From:   John Henderson

I have a sticky problem with table creations and want to incorporate partitioning to speed data access. Here's my situation:

     Table1:
       Columns:  Account Nbr, Posting Timestamp, Activity Date, data columns.
       Data Range:  Contains two calendar years worth of data based on
       current date.  Est. 55 million rows.

     Table 2:
       Columns:  Account Nbr, Posting Timestamp, no Activity Date, data columns.
       Data Range:  Contains two calendar years worth of data based on
       current date.  Est. 100 million rows.

Table1 and Table2 must be efficiently joinable in views based on Account Number and Posting Timestamp.

Table1 is most likely accessed based on the range of dates in the Activity Date column.

Table1 or Table2 may be joined with other database tables based on join fields of Account Number and date range of Activity Date.

I'd like to get suggestions as to the best way to set up these two tables, keeping in mind that they will be appended/updated using a Multi- load nightly, or TPUMP batch process during the day.

My first approach was to create Table1 with Primary Index on Account Number and Posting Timestamp and Partition on Extract(Month from Activity Date), but I get an invalid Update error (UTY0805 RDBMS failure, 3538: A MultiLoad UPDATE Statem.) in a Multi-load where the Account Number and Posting Timestamp are checked using the Where clause "Where Account_Number = :Account_Number and Posting_TMS = :Posting_TMS (Timestamp(6));". The incoming timestamp field is a CHAR(26) timestamp unloaded from a DB2 subsystem. If I recreate the table without the partitioning index, then the update statement receives no error, and the muli-load runs successfully. I prefer to partition based on the Activity DT column rather than the Posting Timestamp column for two reasons: First, a record may be posted in January that has an expected activity date well into the future (up to 12 months), and the typical method for using data from these tables is based on Activity Date rather than posting date in order to report on monthly, quarter to date, etc. date ranges. Thoughts or suggestions?

----

▶ _GOAL A_
Using the post on table partitioning, explain in one to three sentences why its writer prefers to partition on the Activity DT column rather than the Posting Timestamp column.
▶ _GOAL B_
According to the post on table partitioning, in what form does the incoming timestamp field arrive?
▶ _GOAL C_
Reproduce word for word the stretch of the post on table partitioning from "I have a sticky" through "and Posting Timestamp.".

----

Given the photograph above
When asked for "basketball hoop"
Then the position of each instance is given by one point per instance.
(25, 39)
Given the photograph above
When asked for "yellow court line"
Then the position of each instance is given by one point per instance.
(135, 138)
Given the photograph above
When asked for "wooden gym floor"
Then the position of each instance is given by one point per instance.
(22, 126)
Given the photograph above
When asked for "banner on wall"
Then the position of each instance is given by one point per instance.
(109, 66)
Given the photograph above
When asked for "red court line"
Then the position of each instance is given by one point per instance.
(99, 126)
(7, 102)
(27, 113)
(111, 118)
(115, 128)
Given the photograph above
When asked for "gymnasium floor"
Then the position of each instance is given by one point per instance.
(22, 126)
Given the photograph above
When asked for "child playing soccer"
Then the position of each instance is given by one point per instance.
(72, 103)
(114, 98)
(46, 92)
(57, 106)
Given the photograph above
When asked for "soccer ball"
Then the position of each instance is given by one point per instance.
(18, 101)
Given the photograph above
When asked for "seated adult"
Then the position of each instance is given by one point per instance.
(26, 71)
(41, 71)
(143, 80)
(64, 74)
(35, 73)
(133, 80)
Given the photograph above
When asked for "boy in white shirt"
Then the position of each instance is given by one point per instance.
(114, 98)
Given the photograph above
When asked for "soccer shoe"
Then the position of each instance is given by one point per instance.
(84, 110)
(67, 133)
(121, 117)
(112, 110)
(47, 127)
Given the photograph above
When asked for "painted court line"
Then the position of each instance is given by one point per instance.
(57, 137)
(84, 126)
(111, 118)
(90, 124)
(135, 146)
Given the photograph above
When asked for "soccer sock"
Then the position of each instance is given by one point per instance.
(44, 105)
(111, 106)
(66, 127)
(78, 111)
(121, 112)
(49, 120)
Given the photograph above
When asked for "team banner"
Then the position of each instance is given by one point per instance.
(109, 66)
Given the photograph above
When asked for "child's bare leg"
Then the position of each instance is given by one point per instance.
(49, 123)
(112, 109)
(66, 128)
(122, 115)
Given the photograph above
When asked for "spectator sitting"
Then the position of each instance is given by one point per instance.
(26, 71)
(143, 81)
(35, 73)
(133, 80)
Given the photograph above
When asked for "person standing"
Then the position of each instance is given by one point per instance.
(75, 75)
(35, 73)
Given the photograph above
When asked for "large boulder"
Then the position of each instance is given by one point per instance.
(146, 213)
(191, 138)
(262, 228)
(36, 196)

----

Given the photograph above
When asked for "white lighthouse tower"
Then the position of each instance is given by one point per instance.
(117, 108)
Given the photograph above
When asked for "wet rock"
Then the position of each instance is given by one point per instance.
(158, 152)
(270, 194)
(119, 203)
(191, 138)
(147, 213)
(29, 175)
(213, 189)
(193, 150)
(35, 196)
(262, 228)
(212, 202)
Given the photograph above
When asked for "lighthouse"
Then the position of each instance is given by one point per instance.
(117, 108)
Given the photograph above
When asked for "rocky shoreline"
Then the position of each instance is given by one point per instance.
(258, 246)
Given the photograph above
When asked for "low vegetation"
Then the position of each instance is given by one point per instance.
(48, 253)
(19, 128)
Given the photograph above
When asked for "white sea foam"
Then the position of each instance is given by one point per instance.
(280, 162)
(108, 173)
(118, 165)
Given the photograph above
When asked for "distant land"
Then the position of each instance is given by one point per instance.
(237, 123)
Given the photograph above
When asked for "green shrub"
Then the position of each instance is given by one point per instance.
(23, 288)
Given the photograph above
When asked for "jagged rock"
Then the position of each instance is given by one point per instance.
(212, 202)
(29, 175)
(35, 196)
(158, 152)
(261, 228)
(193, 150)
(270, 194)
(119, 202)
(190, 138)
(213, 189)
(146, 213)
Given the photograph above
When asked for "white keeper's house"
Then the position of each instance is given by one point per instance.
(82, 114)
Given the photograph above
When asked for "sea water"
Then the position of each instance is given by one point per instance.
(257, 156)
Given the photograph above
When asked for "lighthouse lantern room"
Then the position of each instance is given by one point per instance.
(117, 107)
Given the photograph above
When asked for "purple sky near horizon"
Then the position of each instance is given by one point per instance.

----

▶ _FULL RESPONSE A_
A record posted in January may have an activity date as much as 12 months in the future. The tables are also typically used for reports on monthly, quarter-to-date and similar ranges by activity date, not by posting date.

▶ _FULL RESPONSE B_
It is a CHAR(26) timestamp unloaded from a DB2 subsystem.

▶ _FULL RESPONSE C_
I have a sticky problem with table creations and want to incorporate partitioning to speed data access. Here's my situation:

     Table1:
       Columns:  Account Nbr, Posting Timestamp, Activity Date, data columns.
       Data Range:  Contains two calendar years worth of data based on
       current date.  Est. 55 million rows.

     Table 2:
       Columns:  Account Nbr, Posting Timestamp, no Activity Date, data columns.
       Data Range:  Contains two calendar years worth of data based on
       current date.  Est. 100 million rows.

Table1 and Table2 must be efficiently joinable in views based on Account Number and Posting Timestamp.